EXERCISE GOAL
Go through the entries below and print, exactly, the lines starting at the one with "Query: parked car" and ending at the one with "Where can the building be", keeping both ends and no others.

DATA TO USE: Begin

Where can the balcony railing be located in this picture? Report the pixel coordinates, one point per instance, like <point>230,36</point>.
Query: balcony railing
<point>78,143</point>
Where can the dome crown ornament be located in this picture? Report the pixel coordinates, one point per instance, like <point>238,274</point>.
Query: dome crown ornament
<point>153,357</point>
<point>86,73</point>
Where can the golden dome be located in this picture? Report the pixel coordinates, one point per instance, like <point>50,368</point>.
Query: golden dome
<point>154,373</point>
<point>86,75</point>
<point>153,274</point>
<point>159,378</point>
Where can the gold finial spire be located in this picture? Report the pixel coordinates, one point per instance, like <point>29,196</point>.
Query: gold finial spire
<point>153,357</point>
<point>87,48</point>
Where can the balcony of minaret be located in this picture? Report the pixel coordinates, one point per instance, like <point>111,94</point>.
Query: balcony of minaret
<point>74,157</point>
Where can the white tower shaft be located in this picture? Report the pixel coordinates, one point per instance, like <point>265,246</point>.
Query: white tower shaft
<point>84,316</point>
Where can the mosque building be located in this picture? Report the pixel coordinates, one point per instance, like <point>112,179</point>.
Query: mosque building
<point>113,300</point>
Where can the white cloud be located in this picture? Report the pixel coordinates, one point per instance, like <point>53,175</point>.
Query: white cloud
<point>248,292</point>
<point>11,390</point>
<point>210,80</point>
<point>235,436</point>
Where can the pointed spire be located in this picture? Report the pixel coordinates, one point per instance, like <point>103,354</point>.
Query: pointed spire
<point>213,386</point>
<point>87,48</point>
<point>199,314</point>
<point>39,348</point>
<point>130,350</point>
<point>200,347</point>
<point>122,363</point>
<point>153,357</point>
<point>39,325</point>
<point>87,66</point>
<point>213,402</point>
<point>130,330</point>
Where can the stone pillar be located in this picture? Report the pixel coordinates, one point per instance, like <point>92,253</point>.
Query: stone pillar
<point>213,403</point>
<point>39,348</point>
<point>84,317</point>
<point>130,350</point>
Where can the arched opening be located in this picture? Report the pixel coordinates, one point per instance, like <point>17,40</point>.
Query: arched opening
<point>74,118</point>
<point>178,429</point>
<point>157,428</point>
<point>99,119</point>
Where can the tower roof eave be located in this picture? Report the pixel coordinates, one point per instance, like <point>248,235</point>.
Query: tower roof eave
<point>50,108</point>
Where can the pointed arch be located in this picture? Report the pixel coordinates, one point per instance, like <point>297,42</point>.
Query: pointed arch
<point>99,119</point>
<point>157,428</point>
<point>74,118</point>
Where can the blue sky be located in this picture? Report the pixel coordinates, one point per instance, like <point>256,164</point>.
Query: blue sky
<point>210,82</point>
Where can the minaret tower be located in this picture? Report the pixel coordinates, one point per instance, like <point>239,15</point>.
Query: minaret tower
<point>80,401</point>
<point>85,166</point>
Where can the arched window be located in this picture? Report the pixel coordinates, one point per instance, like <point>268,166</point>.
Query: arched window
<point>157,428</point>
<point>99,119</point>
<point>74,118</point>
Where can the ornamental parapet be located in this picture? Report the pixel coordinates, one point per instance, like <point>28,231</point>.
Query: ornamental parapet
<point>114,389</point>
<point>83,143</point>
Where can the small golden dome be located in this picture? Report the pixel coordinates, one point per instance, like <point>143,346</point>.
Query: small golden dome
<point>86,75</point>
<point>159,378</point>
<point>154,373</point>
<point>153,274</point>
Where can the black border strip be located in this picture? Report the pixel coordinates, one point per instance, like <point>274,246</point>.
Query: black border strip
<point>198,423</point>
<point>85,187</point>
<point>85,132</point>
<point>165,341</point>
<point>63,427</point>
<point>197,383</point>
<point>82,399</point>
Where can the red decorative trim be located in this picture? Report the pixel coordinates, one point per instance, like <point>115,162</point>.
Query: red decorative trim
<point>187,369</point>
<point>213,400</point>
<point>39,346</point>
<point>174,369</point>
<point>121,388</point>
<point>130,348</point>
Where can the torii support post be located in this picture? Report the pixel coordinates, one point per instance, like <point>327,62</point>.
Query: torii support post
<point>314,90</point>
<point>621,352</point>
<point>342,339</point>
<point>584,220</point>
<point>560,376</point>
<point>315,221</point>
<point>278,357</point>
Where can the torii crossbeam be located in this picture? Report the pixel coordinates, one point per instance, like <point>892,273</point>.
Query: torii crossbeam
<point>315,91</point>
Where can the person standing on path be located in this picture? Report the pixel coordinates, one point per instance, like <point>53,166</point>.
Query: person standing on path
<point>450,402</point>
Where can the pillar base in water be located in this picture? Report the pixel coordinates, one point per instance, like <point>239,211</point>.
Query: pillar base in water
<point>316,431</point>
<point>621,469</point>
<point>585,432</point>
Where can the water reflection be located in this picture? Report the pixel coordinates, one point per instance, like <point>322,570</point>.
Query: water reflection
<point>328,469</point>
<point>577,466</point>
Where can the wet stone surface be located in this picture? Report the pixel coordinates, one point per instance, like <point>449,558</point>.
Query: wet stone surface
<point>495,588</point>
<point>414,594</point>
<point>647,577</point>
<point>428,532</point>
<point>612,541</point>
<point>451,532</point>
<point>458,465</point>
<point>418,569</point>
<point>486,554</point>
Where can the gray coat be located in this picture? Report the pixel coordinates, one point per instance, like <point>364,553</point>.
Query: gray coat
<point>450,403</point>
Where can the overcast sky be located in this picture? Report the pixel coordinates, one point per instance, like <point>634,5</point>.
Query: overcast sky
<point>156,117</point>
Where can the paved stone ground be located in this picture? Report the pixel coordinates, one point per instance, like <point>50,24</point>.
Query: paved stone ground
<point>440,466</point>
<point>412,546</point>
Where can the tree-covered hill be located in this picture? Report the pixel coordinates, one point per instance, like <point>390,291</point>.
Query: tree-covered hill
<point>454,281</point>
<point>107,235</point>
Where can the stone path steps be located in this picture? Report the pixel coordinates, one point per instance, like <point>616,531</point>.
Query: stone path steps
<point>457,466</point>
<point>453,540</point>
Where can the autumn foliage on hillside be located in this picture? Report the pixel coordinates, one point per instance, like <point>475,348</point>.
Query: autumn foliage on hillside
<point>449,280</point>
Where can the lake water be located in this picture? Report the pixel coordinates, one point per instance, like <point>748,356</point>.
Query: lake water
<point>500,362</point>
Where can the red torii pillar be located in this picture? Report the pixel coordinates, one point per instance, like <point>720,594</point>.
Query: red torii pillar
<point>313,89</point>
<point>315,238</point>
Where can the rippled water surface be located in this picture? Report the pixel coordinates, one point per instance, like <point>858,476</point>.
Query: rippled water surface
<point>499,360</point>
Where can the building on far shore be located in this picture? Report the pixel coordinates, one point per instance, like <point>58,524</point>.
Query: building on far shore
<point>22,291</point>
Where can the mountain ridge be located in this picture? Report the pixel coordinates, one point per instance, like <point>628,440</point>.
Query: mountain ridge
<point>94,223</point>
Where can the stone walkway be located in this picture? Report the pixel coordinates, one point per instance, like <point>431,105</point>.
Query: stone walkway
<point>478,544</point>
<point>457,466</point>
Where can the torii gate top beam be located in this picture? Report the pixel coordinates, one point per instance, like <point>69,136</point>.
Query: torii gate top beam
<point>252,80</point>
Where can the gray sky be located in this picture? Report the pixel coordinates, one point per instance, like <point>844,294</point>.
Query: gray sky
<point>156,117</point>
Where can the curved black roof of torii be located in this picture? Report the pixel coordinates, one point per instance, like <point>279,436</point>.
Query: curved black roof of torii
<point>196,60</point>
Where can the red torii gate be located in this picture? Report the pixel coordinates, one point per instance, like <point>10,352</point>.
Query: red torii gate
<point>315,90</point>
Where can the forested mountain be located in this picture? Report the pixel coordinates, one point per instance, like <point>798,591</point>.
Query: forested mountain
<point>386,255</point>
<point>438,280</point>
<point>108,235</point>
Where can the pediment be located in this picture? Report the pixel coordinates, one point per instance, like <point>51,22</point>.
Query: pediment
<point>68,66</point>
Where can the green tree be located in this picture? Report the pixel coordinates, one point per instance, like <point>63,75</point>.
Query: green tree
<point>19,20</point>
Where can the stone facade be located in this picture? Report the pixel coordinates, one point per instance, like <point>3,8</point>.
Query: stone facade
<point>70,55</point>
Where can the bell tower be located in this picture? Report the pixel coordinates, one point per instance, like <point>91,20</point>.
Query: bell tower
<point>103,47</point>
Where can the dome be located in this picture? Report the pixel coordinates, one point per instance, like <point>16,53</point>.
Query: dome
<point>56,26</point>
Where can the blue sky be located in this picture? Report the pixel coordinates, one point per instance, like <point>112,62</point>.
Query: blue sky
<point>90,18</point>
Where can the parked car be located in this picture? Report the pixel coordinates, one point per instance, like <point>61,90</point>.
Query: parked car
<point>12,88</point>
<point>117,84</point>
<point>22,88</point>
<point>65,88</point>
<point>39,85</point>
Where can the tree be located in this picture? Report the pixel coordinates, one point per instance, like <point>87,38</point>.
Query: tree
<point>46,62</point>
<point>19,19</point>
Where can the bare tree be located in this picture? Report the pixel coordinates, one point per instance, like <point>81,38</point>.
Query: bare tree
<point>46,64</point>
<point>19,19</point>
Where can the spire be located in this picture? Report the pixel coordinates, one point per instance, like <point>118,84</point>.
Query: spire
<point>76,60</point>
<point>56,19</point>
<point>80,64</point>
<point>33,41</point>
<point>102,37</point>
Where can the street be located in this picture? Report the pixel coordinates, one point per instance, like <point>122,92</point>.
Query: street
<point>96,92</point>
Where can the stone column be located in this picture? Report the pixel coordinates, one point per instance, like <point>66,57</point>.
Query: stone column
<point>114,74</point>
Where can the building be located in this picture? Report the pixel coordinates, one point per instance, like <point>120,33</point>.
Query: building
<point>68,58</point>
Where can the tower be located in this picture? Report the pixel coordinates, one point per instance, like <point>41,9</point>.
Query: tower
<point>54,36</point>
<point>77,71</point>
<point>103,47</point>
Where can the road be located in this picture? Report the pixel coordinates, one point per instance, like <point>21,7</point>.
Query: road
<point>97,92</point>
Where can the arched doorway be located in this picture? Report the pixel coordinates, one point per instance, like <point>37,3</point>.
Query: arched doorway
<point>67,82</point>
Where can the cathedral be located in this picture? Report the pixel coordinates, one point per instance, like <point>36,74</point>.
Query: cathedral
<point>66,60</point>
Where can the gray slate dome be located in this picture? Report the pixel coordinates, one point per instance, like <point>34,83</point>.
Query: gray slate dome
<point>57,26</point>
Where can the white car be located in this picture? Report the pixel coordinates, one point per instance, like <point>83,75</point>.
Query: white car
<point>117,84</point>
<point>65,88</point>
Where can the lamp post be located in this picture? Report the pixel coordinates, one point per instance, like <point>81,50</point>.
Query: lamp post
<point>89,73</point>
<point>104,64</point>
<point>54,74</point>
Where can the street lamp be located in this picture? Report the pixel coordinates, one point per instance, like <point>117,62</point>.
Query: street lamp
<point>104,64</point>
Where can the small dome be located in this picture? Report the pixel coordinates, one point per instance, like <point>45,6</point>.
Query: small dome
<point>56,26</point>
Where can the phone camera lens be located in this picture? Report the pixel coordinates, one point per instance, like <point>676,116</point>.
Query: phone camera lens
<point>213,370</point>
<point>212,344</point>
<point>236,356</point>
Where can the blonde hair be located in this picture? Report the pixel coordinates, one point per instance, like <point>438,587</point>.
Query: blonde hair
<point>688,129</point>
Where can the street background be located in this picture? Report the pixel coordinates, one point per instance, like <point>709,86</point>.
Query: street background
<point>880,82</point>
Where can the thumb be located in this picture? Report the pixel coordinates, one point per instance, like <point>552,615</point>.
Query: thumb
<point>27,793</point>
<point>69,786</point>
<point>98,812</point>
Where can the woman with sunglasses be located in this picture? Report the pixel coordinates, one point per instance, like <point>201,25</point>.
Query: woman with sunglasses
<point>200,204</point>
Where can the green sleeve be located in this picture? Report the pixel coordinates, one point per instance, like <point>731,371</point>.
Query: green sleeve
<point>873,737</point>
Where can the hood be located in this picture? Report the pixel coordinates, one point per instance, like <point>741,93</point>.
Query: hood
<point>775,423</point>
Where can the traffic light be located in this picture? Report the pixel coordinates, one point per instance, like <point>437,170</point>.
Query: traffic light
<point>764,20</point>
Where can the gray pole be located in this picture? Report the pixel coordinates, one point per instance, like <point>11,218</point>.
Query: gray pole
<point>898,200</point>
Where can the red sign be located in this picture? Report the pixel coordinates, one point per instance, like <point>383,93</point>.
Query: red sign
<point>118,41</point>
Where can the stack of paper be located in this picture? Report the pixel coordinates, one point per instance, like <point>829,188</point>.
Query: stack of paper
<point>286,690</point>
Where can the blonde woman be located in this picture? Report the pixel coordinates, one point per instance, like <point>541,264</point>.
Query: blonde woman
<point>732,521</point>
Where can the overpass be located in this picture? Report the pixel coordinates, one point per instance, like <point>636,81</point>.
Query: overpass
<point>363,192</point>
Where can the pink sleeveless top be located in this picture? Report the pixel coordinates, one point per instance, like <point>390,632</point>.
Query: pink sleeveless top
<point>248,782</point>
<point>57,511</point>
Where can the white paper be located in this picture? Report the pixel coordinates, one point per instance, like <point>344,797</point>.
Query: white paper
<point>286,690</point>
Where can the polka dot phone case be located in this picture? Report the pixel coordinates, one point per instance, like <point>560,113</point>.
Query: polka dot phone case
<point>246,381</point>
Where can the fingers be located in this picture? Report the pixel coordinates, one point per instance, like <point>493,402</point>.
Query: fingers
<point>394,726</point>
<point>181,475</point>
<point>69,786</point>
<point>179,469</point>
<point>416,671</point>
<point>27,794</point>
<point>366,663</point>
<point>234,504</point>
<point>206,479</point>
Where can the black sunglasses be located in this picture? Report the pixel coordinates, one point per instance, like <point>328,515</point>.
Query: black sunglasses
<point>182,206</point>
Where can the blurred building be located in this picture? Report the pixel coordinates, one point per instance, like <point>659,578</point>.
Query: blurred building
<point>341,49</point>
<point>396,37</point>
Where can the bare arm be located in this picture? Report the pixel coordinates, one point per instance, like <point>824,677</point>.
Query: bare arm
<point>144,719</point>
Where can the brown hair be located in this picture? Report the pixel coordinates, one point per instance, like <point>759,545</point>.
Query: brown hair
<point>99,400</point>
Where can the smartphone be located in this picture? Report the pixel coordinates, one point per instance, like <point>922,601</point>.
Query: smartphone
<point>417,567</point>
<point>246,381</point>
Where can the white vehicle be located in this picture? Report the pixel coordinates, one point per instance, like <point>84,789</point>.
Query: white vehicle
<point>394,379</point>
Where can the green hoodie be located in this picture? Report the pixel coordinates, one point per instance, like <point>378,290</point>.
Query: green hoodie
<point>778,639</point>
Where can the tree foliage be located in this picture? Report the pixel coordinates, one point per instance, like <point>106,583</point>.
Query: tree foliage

DATA TO USE: End

REPLY TO THE TASK
Query: parked car
<point>12,88</point>
<point>117,84</point>
<point>22,88</point>
<point>65,88</point>
<point>39,85</point>
Where can the tree be located in this picture? Report the pixel coordinates, one point per instance, like <point>87,38</point>.
Query: tree
<point>46,62</point>
<point>19,19</point>
Where can the bare tree be located in this picture? Report the pixel coordinates, one point per instance, like <point>81,38</point>.
Query: bare tree
<point>46,64</point>
<point>19,19</point>
Where can the spire be located in this picture? Report the pixel coordinates, one point per instance, like <point>118,84</point>.
Query: spire
<point>76,60</point>
<point>56,19</point>
<point>80,64</point>
<point>33,41</point>
<point>102,37</point>
Where can the street be located in this picture? Report the pixel coordinates, one point per instance, like <point>122,92</point>.
Query: street
<point>96,92</point>
Where can the stone column be located in this picture? Report the pixel coordinates, one point per instance, like <point>66,57</point>.
Query: stone column
<point>114,74</point>
Where can the building be located in this picture? Report the pixel coordinates, one point per instance, like <point>120,33</point>.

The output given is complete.